» **ASSIGNMENT**
State how many lines in the records below contain the string "lamp", and give nothing besides that number.

Natural-language object grounding data
== == ==

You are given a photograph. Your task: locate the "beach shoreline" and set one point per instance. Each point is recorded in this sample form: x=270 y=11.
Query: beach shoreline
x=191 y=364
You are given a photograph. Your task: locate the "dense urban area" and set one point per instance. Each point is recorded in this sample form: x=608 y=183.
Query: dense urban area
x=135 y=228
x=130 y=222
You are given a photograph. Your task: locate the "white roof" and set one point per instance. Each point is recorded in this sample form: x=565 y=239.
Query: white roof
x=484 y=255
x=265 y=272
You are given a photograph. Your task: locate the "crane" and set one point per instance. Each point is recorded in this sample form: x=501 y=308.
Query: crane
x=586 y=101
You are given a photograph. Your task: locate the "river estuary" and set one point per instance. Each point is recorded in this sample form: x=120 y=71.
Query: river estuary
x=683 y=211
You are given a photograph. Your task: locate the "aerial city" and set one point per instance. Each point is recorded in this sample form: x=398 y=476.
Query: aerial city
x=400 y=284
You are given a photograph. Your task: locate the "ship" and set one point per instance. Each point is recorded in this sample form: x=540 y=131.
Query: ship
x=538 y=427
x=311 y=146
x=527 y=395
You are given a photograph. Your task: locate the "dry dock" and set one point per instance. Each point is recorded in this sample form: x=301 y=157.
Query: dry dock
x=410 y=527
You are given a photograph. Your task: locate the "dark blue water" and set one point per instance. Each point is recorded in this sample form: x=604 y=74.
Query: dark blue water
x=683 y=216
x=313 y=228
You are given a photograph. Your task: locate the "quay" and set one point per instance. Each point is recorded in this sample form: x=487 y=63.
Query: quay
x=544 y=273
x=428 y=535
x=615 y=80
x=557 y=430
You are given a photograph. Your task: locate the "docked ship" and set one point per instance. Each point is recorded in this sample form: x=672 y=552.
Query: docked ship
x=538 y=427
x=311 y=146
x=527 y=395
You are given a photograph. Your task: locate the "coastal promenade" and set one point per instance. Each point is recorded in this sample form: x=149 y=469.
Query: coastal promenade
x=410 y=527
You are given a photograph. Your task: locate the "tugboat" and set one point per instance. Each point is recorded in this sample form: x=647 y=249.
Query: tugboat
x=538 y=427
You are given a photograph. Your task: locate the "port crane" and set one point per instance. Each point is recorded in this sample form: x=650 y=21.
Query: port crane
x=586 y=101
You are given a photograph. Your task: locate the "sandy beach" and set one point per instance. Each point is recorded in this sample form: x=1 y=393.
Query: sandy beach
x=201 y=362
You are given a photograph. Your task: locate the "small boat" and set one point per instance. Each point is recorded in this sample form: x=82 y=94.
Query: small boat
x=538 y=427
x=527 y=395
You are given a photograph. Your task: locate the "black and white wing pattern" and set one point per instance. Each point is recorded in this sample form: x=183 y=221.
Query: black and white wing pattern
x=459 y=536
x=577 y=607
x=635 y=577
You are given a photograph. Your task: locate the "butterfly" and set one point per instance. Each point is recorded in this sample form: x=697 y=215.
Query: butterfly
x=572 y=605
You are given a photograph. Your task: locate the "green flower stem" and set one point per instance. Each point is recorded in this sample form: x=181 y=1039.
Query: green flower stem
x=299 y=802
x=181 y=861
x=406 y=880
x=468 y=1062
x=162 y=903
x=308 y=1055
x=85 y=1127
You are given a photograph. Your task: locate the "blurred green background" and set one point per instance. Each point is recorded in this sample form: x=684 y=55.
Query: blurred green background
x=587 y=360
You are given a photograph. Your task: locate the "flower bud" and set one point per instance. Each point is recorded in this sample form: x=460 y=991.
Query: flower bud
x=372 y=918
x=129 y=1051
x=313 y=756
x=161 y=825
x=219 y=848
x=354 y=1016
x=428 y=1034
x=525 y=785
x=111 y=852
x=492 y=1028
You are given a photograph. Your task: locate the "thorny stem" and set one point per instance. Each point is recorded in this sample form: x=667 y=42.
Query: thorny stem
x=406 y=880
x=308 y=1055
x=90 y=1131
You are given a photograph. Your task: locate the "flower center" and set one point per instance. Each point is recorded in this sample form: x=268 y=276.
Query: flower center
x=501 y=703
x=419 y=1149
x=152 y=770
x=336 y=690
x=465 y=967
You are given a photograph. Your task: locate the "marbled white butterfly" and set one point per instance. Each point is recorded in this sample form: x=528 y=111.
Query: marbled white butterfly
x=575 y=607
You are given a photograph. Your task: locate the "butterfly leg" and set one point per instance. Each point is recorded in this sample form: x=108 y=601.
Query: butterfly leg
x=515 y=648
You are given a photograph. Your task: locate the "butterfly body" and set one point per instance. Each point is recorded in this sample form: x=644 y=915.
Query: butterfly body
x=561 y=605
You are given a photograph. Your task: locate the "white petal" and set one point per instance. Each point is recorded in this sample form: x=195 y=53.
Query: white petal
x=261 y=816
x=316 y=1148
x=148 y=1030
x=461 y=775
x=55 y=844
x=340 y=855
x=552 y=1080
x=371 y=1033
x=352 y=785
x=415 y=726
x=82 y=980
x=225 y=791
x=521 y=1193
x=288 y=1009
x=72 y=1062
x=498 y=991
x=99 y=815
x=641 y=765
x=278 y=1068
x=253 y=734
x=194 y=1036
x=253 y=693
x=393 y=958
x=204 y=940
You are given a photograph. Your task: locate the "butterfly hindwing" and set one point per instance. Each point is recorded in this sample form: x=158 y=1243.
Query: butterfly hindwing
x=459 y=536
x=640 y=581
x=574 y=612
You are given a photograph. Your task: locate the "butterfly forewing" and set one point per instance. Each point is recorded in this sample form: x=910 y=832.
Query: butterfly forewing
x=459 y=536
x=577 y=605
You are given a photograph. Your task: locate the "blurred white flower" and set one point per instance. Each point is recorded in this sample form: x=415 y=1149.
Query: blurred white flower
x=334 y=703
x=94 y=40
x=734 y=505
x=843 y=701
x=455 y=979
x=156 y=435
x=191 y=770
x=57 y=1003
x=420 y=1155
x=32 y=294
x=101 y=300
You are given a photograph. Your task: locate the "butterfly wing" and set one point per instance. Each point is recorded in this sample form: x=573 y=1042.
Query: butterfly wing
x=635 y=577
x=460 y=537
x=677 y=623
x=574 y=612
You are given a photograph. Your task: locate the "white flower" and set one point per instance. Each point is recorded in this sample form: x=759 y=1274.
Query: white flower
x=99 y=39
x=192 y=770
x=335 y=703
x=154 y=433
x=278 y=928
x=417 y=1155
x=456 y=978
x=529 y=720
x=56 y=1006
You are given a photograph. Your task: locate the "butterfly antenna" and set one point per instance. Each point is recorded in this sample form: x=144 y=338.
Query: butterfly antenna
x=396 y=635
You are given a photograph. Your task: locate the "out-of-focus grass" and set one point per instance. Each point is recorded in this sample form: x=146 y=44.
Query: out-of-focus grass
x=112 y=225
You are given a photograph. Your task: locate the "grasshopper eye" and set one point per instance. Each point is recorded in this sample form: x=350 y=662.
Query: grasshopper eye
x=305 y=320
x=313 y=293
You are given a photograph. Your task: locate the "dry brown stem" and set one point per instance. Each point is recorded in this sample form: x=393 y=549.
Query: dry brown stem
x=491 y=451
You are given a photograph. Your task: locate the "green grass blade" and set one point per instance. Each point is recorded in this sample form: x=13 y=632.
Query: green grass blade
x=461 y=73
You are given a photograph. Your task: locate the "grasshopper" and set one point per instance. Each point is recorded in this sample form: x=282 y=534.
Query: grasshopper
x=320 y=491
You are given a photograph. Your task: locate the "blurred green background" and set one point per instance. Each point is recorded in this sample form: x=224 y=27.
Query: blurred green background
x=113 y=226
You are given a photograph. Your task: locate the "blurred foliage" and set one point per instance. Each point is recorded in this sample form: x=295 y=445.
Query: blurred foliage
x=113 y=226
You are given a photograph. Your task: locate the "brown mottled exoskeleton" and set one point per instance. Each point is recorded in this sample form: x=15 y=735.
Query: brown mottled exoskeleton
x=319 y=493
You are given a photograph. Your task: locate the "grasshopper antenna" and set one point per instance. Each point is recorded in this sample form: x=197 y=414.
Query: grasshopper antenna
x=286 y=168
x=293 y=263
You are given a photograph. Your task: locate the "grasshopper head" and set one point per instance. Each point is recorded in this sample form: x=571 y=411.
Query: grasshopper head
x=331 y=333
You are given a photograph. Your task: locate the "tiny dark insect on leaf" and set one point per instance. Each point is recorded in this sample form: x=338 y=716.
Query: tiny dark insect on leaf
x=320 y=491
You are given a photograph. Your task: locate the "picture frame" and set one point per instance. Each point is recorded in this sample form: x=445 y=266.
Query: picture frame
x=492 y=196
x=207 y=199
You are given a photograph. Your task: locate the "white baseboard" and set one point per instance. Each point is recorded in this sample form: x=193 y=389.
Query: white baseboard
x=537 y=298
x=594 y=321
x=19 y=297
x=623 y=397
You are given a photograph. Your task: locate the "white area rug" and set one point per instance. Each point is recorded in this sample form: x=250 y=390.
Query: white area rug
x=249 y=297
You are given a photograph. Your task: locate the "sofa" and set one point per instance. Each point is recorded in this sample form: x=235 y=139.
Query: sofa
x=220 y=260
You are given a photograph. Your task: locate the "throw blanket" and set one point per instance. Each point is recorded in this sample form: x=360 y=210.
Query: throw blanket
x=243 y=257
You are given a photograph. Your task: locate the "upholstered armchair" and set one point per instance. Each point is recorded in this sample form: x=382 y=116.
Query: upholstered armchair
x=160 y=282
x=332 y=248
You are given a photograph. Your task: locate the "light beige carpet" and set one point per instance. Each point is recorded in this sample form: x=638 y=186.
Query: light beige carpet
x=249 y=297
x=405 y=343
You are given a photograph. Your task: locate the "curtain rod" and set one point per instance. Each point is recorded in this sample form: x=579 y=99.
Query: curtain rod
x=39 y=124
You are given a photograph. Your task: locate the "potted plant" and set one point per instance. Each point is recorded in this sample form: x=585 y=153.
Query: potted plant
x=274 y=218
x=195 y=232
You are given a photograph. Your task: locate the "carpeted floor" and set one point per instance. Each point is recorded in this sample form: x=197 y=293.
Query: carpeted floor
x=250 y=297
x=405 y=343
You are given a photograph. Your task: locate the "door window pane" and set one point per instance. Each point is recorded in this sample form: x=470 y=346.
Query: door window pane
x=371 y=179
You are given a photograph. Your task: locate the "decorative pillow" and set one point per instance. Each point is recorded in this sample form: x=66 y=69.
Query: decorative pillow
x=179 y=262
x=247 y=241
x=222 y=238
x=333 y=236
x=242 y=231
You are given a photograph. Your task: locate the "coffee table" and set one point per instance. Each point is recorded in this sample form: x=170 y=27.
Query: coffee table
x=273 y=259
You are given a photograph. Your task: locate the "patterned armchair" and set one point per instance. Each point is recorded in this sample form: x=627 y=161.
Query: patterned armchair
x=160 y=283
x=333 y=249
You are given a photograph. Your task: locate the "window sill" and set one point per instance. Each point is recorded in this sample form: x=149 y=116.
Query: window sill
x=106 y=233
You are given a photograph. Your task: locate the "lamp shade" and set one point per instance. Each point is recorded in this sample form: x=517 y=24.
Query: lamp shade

== == ==

» **OUTPUT FOR THIS EXERCISE**
2